Objetivo da tarefa:
Extraia do texto sobre a inflação, sem nenhuma alteração, o trecho que se inicia nas palavras que contêm "O que eles não" e termina em "até certo ponto.".

Texto do exercício:
== == ==

O governo Biden e, posteriormente, a campanha de Kamala, reconheceram desde o início o problema que a inflação representava.
Biden batizou uma das principais leis de seu governo de "Lei de Redução da Inflação", embora grande parte dela tenha se concentrado em subsídios para veículos elétricos e energia limpa. Como o aumento dos preços dos aluguéis e das moradias surgiu como um problema particularmente grave, eles lançaram propostas que incluíam a limitação dos aumentos de aluguéis, incentivos fiscais para a construção de moradias acessíveis e ajuda para o pagamento da entrada a compradores de casas pela primeira vez.
O que eles não divulgaram tanto foi o quanto esse problema seria duradouro para as famílias que o viviam.
As atitudes melhoraram um pouco quando a inflação começou a diminuir no ano passado, mas a mudança só foi até certo ponto.
"CLARAMENTE NEGATIVO"
Soluções foram apresentadas por ambas as campanhas, mas a inflação, que é responsabilidade, em primeiro lugar, do Federal Reserve por meio da taxa de juros e das condições de crédito, é algo difícil de ser enfrentado pelas autoridades eleitas.
O presidente republicano Richard Nixon tentou o caminho direto, congelando os aumentos de salários e preços por 90 dias em 1971 e estabelecendo um painel governamental para aprová-los depois disso. A inflação era de 4,3% na época e caiu abaixo de 4% no verão de 1972, enquanto Nixon fazia campanha para a reeleição.

== == ==

(Entradas do conjunto de dados)
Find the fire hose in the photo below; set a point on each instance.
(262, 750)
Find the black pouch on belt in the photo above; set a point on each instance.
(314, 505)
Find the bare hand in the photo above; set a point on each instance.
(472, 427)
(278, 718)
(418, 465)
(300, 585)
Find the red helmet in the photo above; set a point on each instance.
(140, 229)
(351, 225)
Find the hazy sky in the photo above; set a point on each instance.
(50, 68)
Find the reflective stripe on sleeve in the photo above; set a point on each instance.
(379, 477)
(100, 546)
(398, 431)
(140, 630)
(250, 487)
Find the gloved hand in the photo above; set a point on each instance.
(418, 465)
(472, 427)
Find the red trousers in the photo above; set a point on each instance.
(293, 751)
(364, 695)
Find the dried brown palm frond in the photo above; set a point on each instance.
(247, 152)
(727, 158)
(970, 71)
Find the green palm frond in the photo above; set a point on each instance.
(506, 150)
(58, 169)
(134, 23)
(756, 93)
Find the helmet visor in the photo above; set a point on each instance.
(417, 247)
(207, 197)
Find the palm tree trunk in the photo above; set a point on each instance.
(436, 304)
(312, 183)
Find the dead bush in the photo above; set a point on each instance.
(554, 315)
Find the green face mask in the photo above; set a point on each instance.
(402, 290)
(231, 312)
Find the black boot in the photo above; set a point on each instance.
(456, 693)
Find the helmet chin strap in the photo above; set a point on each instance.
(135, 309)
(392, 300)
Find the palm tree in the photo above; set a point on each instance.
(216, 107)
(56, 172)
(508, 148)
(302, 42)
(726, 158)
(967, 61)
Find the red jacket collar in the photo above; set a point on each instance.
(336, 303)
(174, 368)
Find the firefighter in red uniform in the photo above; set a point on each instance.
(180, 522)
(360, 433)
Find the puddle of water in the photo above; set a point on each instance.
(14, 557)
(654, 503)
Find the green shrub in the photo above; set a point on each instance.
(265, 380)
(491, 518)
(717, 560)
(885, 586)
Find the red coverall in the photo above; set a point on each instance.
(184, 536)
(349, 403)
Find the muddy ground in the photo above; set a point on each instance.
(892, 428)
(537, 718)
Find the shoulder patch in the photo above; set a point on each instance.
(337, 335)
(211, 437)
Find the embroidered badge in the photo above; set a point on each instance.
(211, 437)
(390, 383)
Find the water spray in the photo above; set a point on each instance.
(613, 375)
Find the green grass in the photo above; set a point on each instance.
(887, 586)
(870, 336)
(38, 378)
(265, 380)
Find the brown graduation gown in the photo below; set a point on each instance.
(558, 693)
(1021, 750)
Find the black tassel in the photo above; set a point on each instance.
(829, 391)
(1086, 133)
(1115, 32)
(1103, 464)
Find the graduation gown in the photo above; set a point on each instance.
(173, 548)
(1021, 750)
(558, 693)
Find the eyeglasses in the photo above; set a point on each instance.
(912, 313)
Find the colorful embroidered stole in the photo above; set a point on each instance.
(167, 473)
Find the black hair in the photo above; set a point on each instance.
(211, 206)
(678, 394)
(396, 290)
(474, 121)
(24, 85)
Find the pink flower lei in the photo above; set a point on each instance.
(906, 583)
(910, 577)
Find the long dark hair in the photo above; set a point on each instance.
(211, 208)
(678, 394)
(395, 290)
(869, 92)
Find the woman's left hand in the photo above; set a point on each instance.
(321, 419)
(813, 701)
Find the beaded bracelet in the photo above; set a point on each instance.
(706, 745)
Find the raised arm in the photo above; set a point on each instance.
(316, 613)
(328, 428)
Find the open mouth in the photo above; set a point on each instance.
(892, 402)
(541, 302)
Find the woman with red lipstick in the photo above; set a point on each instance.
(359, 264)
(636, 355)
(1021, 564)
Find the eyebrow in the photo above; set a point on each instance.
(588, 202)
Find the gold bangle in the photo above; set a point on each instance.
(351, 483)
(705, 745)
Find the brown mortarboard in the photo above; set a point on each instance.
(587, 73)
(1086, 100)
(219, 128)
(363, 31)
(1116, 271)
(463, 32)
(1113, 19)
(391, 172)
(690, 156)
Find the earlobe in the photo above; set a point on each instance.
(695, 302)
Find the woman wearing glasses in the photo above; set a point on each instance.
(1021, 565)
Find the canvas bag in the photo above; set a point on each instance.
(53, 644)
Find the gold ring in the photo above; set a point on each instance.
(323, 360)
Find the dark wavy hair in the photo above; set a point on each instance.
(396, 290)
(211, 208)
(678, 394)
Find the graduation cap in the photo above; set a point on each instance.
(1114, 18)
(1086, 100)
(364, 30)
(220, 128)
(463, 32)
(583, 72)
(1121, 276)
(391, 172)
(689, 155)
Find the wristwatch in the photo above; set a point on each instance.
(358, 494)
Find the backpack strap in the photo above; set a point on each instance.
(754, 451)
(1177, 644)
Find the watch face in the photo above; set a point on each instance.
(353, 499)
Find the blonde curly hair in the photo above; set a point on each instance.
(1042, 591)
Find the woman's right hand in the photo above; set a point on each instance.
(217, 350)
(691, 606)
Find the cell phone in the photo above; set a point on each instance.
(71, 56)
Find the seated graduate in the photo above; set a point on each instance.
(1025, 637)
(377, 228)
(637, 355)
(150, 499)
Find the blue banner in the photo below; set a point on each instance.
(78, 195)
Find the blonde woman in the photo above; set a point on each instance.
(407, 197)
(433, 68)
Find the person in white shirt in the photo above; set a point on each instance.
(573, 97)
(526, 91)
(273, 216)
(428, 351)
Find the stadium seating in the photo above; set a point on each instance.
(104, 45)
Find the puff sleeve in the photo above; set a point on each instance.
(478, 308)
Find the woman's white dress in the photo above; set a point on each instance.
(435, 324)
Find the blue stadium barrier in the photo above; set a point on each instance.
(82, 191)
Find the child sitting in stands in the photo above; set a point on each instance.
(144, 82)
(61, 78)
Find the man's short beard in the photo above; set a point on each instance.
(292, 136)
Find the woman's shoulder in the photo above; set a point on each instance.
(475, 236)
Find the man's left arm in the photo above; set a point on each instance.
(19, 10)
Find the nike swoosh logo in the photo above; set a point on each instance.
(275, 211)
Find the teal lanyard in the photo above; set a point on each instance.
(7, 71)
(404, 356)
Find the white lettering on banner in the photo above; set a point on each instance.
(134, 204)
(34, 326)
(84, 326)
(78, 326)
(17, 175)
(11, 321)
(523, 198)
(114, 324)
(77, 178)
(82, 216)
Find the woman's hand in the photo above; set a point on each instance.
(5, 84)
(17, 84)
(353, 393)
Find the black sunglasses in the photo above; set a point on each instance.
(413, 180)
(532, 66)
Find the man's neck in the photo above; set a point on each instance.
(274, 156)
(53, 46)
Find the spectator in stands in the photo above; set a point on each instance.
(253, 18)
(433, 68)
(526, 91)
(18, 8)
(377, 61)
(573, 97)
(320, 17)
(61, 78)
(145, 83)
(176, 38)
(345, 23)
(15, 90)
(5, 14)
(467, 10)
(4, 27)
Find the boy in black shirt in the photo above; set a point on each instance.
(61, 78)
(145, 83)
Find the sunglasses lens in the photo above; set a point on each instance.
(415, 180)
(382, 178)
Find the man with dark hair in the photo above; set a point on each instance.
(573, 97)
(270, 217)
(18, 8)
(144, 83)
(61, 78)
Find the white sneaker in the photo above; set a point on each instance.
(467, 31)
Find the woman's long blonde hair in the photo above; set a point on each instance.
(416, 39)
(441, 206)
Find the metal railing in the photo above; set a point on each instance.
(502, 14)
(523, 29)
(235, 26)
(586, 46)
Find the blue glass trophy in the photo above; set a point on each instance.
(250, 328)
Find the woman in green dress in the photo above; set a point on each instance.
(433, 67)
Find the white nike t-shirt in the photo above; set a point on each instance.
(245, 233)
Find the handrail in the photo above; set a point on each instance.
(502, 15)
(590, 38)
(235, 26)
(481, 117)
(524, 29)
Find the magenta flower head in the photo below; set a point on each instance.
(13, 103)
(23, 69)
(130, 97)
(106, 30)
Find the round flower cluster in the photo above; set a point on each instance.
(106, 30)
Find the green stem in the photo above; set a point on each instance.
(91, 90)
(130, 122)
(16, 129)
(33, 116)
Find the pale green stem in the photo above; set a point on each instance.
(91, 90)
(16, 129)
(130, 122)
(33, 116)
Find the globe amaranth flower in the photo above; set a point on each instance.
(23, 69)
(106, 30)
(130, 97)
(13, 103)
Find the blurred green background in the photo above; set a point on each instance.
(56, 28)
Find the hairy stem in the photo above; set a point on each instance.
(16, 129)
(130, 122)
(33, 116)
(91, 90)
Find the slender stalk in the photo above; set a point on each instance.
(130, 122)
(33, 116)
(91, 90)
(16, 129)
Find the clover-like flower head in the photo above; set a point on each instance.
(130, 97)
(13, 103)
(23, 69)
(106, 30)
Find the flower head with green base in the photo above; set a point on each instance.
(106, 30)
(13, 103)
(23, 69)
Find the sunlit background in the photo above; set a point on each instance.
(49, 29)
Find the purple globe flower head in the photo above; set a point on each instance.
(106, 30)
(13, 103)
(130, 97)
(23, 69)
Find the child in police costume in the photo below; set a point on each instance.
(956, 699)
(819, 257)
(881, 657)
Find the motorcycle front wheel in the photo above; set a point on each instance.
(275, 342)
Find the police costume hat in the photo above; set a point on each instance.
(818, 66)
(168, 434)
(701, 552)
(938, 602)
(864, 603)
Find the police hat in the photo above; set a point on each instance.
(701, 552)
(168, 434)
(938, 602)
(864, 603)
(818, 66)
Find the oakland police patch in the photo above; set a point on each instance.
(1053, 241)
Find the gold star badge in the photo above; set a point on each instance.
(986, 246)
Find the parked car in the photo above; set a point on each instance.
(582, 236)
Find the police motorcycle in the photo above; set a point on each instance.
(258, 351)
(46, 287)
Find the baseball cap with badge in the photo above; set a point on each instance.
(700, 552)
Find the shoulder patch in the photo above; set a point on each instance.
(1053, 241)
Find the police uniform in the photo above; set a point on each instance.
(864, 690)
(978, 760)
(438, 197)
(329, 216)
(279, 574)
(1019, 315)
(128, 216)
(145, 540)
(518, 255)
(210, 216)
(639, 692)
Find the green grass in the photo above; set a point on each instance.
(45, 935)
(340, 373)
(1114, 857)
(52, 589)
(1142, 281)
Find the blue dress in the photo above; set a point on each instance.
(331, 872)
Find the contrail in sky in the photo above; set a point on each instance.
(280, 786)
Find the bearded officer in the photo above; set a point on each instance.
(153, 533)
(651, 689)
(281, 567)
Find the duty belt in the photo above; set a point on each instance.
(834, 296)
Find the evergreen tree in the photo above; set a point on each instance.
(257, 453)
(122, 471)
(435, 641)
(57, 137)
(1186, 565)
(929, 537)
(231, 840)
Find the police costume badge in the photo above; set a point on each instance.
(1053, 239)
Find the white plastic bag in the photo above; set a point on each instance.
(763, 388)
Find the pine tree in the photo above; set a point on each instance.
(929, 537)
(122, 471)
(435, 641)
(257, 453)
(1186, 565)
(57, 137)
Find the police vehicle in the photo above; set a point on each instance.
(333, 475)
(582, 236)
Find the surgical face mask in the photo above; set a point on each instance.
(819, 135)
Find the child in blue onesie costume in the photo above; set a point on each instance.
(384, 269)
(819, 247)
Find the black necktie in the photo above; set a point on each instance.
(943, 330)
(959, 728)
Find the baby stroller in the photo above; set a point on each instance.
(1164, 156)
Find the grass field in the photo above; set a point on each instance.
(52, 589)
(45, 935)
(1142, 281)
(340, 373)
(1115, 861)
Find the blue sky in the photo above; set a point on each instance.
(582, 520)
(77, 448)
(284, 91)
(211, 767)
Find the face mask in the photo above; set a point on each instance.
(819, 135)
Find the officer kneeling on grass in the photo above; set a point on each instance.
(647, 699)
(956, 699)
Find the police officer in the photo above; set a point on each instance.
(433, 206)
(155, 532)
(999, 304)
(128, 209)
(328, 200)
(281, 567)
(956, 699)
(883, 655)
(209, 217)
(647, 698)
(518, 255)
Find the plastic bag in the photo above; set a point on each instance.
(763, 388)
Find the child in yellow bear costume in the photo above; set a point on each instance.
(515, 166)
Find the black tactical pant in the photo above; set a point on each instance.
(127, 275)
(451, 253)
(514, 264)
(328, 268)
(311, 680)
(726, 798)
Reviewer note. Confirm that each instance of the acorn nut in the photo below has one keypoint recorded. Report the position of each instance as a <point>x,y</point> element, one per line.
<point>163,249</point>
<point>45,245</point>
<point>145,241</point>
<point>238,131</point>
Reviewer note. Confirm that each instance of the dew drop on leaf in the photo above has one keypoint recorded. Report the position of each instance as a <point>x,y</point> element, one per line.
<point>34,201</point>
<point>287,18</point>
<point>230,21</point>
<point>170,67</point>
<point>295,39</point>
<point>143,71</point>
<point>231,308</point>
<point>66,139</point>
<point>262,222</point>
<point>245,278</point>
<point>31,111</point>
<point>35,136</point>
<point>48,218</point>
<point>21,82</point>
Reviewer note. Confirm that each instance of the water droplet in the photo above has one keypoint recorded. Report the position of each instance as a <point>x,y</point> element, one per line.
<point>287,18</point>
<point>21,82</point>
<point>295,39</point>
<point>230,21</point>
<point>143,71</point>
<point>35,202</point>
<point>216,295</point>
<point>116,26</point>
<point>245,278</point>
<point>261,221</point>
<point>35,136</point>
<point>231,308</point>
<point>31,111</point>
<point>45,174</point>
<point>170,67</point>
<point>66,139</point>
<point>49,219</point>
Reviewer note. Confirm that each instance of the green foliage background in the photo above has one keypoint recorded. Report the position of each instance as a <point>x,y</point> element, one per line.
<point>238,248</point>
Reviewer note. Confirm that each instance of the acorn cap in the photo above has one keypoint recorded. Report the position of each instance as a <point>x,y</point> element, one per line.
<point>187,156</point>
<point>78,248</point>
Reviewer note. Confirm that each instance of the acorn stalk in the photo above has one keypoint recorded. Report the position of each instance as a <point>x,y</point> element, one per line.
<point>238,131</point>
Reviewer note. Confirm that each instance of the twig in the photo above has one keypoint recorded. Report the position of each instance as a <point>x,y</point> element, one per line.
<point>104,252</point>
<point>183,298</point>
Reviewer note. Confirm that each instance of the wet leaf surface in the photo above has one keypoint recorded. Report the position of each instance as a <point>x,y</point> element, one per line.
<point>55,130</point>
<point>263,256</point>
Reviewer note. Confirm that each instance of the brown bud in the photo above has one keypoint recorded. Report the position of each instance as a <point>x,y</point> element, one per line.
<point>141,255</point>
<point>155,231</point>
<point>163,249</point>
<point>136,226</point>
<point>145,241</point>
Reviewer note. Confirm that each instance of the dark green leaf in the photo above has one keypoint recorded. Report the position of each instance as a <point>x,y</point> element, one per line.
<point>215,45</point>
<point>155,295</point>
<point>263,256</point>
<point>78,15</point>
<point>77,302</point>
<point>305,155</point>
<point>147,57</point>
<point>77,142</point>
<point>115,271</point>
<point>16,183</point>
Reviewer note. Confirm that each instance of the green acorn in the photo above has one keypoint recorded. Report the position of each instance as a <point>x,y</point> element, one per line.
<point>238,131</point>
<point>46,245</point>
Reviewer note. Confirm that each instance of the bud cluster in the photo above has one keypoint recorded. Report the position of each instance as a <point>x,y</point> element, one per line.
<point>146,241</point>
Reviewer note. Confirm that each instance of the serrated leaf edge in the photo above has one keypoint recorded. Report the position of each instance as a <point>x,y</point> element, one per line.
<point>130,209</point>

== == ==

Resposta abaixo:
O que eles não divulgaram tanto foi o quanto esse problema seria duradouro para as famílias que o viviam.
As atitudes melhoraram um pouco quando a inflação começou a diminuir no ano passado, mas a mudança só foi até certo ponto.